◆ Stated goal A
Answer these from the algorithms notes below, one line each:
(i) Which data structure does a breadth first graph traversal use?
(ii) What is the time complexity of merge sort?
(iii) What methods are used for intractable problems?

◆ Provided text
----

4.3 (every spec covered)

Question 1

What are the features of a breadth first graph traversal? (3)

Answer 1

explores graph level by level

uses a queue data structure

best for finding the shortest path in an unweighted graph

Question 2

how does a breadth first search logically work (4)

Answer 2

Uses a queue to keep track of nodes to visit
Uses a visited set to avoid resvisiting nodes

start at first node, enqueue and mark as visited

dequeue A, Enqueues A’s unvisited neighbours

Repeat

Question 3

What are the features of a depth first graph traversal?

Answer 3

Explores as deep along each possible branch before backtracking

uses a stack

applications include maze, puzzle solving and path finding

Question 4

How does a depth first search logically work

Answer 4

need a stack and a visited set of nodes

step by step:

start at node 1, push 1 onto stack

pop 1, mark 1 visited, push neighbours onto stack

pop neighbour at the top of stack push unvisited neighbours of that stack

repeat until there are no unvisited neighbours

Question 5

pre order tree traversal order

Answer 5

Node, Left, Right -

Question 6

post order tree traversal

Answer 6

Left, Right, Node -

Question 7

in order tree traversal and when its used (1)

Answer 7

Left, Node, Right -
Used in binary search trees

Question 8

What is Meant by O(N)

Answer 8

O represents the order of complexity

N represents the number of inputs

Question 9

What are the factors of complexity used in big o notation

Answer 9

Memory used, time clompexity

Question 10

Time complexity of linear search

Answer 10

O(n)

Question 11

Time complexity of Binary/Binary tree search

Answer 11

O(log n).

Question 12

Time complexity of Bubble sort

Answer 12

O(n^2).

Question 13

Time complexity of Merge sort

Answer 13

O(n log n).

Question 14

What is djikstras algorithim?

Answer 14

Finds the shortest path between one node and all other nodes on a weighted graph.

It is considered a type of breadth first algorithim

Question 15

What does it mean when algorithims are tractable?

Answer 15

These are problems that have a polynomial (or less) time solution (x^2)

Question 16

What is it when an algorithim is intractable?

Answer 16

These are problems that have solutions in greater than polynomial time

Question 17

What methods are used when tackling intractable problems

Answer 17

Heuristic methods

Question 18

How do we trace a graph depth first

Answer 18

Start at a root and follow one branch as far as it will go. (using stack)

Question 19

How do we trace a graph breadth-first

Answer 19

start at root scan every node connected and then continue scanning from left to right (using queue)

Question 20

What are heuristic methods

give 2 examples

Answer 20

practical approaches used when finding an optimal solution is impractical or impossible due to time constraints

For example trial and error, pattern recognition

Question 21

Describe the traversing of a graph breadth first using a queue

Answer 21

Set the root node as current node
Add current node to list of visited nodes
For every edge connected to that node enqueue the linked node

Then dequeue the current node and move front pointer up by one and repeat steps with the new current node

output all visited nodes

Question 22

Describe the traversing of a graph depth frist using a stack

Answer 22

Visited nodes are pushed onto the stack, when there are no nodes left to visit the nodes are popped off the stack.

----

◆ The records
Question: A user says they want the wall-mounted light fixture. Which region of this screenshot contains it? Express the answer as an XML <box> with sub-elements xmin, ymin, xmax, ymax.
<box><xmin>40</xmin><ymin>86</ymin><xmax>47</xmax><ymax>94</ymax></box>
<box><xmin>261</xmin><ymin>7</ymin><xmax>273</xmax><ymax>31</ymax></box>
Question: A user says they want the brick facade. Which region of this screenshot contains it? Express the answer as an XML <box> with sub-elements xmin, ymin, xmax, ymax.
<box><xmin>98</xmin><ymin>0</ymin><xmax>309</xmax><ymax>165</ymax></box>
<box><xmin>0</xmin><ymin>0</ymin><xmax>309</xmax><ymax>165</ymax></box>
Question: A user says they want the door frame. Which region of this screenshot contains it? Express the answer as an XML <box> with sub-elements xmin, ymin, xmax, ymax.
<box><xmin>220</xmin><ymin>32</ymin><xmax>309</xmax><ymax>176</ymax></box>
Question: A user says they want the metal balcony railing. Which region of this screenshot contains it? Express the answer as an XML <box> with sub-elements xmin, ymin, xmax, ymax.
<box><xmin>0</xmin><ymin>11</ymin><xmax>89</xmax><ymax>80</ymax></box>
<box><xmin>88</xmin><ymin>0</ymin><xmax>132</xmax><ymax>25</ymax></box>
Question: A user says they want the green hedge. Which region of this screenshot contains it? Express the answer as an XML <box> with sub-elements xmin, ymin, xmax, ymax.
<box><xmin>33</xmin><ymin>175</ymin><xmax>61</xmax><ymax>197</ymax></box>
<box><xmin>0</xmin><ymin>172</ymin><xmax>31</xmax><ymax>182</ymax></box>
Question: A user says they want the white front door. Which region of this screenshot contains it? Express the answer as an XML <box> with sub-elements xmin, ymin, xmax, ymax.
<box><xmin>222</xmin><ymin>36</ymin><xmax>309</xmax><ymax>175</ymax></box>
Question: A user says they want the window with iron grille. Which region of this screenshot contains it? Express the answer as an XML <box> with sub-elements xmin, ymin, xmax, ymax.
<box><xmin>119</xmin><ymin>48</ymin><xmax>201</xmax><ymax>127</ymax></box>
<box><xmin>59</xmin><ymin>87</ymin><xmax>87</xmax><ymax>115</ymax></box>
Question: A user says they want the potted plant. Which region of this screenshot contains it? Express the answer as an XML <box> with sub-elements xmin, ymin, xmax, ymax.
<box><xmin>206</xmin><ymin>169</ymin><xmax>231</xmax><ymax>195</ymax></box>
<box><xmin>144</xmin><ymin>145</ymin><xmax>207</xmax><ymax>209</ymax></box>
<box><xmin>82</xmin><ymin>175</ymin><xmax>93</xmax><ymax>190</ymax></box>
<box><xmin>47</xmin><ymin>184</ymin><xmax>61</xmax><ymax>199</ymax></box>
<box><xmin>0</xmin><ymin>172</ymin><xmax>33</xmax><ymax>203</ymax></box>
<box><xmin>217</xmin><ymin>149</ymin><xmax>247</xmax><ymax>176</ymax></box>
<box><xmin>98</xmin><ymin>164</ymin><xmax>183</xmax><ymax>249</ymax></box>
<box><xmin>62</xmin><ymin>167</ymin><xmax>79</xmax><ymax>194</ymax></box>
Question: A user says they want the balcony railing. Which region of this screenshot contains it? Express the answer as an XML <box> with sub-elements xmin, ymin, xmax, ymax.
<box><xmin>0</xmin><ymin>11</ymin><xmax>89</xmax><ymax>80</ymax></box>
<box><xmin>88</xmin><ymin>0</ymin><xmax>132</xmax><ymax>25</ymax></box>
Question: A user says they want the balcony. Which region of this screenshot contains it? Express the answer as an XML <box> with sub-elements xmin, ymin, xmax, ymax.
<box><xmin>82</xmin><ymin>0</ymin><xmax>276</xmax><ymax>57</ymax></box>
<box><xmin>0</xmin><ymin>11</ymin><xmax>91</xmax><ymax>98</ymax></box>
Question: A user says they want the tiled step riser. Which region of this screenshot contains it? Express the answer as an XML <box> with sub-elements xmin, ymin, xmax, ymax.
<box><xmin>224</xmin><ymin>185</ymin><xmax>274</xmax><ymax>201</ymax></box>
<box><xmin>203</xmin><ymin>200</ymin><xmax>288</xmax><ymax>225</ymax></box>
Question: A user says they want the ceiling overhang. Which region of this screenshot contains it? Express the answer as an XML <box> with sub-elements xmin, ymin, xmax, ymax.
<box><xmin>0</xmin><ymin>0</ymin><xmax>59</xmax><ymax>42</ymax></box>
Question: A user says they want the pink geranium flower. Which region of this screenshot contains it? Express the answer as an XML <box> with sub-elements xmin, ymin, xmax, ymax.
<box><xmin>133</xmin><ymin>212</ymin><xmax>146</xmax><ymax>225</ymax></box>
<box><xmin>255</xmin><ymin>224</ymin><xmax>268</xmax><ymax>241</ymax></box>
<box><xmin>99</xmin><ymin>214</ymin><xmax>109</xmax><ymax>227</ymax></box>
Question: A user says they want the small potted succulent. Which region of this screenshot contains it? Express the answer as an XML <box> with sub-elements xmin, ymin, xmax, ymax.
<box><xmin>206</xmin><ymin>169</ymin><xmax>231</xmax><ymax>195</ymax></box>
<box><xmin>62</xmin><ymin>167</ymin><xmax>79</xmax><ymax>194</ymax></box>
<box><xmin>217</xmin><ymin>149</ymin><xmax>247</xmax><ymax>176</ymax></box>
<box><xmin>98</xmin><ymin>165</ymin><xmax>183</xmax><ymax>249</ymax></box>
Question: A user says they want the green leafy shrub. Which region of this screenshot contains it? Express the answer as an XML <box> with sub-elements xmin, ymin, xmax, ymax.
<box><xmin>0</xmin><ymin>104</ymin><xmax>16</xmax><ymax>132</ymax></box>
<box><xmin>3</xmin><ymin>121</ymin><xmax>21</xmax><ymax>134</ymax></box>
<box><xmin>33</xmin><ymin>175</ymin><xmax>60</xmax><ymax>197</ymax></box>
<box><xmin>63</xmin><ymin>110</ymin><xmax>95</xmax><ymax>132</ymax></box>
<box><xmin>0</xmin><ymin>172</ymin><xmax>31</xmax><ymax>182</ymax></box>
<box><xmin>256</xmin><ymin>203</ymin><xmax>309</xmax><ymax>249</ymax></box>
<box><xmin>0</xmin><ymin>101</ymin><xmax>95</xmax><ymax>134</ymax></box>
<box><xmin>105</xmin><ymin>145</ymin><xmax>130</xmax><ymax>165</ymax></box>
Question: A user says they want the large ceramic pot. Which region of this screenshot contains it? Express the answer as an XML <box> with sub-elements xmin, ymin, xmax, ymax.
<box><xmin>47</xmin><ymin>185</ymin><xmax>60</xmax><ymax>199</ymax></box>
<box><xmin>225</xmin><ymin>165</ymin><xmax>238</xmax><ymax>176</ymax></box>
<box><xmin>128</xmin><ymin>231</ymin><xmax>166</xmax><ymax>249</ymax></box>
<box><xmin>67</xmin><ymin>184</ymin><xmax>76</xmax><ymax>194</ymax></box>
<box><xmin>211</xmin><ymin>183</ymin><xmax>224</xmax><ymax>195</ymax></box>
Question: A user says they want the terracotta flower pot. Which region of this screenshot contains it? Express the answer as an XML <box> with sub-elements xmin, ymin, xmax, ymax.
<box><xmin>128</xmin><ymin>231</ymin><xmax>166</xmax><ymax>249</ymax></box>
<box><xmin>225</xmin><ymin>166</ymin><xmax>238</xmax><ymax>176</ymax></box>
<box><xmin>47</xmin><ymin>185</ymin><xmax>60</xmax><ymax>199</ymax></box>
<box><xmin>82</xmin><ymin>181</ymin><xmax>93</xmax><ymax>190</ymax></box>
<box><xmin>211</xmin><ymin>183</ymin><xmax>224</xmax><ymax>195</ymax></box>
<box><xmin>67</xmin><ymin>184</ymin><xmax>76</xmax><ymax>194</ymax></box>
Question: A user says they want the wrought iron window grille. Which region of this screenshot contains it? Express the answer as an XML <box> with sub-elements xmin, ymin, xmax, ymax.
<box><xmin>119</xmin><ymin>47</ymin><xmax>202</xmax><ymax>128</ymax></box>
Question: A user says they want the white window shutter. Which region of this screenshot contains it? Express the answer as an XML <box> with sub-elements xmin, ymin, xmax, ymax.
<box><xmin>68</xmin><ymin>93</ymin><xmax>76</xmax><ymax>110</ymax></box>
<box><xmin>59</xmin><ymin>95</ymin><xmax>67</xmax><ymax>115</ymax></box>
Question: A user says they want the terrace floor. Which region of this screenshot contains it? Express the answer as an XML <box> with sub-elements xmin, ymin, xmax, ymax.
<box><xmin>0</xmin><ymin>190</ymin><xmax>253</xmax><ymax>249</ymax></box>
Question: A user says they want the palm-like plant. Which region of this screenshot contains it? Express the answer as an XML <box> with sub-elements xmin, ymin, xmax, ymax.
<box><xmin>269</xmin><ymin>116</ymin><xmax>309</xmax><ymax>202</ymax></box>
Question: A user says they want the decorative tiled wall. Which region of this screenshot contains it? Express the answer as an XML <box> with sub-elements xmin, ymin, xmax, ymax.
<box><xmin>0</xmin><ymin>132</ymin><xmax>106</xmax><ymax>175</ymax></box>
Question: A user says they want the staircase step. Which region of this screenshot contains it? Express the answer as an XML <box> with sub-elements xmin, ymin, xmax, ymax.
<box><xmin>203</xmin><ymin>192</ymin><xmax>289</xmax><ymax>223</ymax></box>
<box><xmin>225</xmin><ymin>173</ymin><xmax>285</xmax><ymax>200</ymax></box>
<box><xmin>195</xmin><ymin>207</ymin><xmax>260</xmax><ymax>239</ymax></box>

----

◆ Stated goal B
Find every line in the records above that contains the string "door", and copy each one. Case counts.

◆ Complete response A
(i) A queue
(ii) O(n log n)
(iii) Heuristic methods

◆ Complete response B
Question: A user says they want the door frame. Which region of this screenshot contains it? Express the answer as an XML <box> with sub-elements xmin, ymin, xmax, ymax.
Question: A user says they want the white front door. Which region of this screenshot contains it? Express the answer as an XML <box> with sub-elements xmin, ymin, xmax, ymax.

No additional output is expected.